===== Text extract

Thursday, May 02, 2013

FRIEDMAN & LIEBEZEIT - SECRET RHYTHMS 5

Over the past 12 years Secret Rhythms has become the leading Nonplace trademark. In April 2013 Jaki Liebezeit and Burnt Friedman will add a fifth album to a series that also includes three 12″ singles and one remix single. Central to the secret rhythms concept is Liebezeit’s radical drum code in unison with Friedman’s range of archaic metal percussion and synth instruments. The two musicians’ live and studio collaboration has led to eight striking new tracks which, at durations between 3 and 5 minutes, conform to standard expectations in length at least.

Jaki Liebezeit numbers among the world’s foremost drummers. Between 1968 and 1978, playing as a founding member of the legendary Can, he produced rhythms to be heard nowhere else, anticipating by many years the loops of modern club music. His delicate and peerlessly precise drum sound is audible in countless studio productions by a range of artists from Conny Plank to Jah Wobble. But by the early 1990s Liebezeit felt he had exhausted the possibilities of conventional drums. He made a radical break, and began to re-define, or re-invent, what drumming was about: “That explains why I’ve meanwhile abandoned conventional drums, the standard American kit. I looked around for something different, and now I just play drums. People keep saying my drumming is so reduced, but there’s nothing minimalist about the way I play, I just leave out the superfluous stuff.”

Simplicity became a core principle for Liebezeit and collaborators like the Cologne formation Drums Off Chaos, or the electronic musician Burnt Friedman, who is noted for his richly detailed, groove-heavy productions. Less is known about his activities in the period from 1978 up to the mid-1990s, when he began to make his own instruments and took up the drums, initially with no thought of electronic music. He was searching for a method that would allow him to play although he lacked any knowledge of music or what it was supposed to be. From the first note on he recorded all his ad hoc compositions, since these attempts were useful for the purposes of learning.

Friedman explains his reasons for seeking to meet up with Liebezeit in 2000 apart from the happy coincidence that both artists were living in Cologne: “I knew his work with Can and loved his drum sound and the post-Can developments. Above all I was interested in complex rhythmic grooves and assumed Jaki would be the ideal partner for live sets. This passion for odd time signatures and the uncommon is a driving force behind the Secret Rhythms project.”

Jaki Liebezeit: “The first music I heard was probably dance music or the like, then at ten or eleven I discovered jazz and would have been a jazz fan for all eternity if I hadn’t happened to hear different music, I started listening to ethno-sounds pretty early on, to Indian music, Arabian music, listened to a lot of Flamenco in Spain, where I was most impressed to notice the rhythm was at least as good as jazz, perhaps even hotter. And then I got to know a lot of different things, and I drew the logical conclusions and said goodbye to jazz because I realized it wasn’t my music, it was something I’d acquired.”

Allegedly the sound of one-armed bandits inspired Paul Desmond to compose “Take Five”: “It was the rhythm of the machine which influenced me, and I really only wrote the track to get the money back I lost that night.”

Although jazz offers examples of odd time signatures stretching back all the way to Lennie Tristano in 1955, for example, or Dave Brubeck and Paul Desmond in 1959, fundamental differences persist in the way these rhythms are perceived. Terms like downbeat and offbeat, polymeter or syncopation point to theoretical inconsistencies. They demonstrate that the notion of a uniform, dynamic functional principle is alien to western thinking.

==========
===== Records for this task

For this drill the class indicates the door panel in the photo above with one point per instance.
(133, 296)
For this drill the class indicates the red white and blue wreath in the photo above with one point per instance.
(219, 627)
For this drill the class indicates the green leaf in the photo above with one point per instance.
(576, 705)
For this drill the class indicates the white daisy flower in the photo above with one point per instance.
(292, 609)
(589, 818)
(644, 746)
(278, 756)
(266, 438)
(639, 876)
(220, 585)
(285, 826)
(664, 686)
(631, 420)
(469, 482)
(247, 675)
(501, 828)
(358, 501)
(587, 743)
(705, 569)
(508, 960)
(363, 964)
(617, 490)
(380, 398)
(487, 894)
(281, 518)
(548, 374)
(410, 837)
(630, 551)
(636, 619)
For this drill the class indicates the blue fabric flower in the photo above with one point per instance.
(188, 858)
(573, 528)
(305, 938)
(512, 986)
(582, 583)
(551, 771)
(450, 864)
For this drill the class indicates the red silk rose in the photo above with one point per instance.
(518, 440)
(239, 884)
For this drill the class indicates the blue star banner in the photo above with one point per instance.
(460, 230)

==========

## Objectives
1. List the four terms that the final paragraph of the Secret Rhythms article gives as pointing to theoretical inconsistencies.
2. Turn the stretch of the rows from the line containing "For this drill the class indicates the red silk" through the end of the rows into a Markdown table with columns No. and Line, leaving out blank lines.

## Solutions for each task
1. downbeat, offbeat, polymeter, syncopation

2.
| No. | Line |
|---|---|
| 1 | For this drill the class indicates the red silk rose in the photo above with one point per instance. |
| 2 | (518, 440) |
| 3 | (239, 884) |
| 4 | For this drill the class indicates the blue star banner in the photo above with one point per instance. |
| 5 | (460, 230) |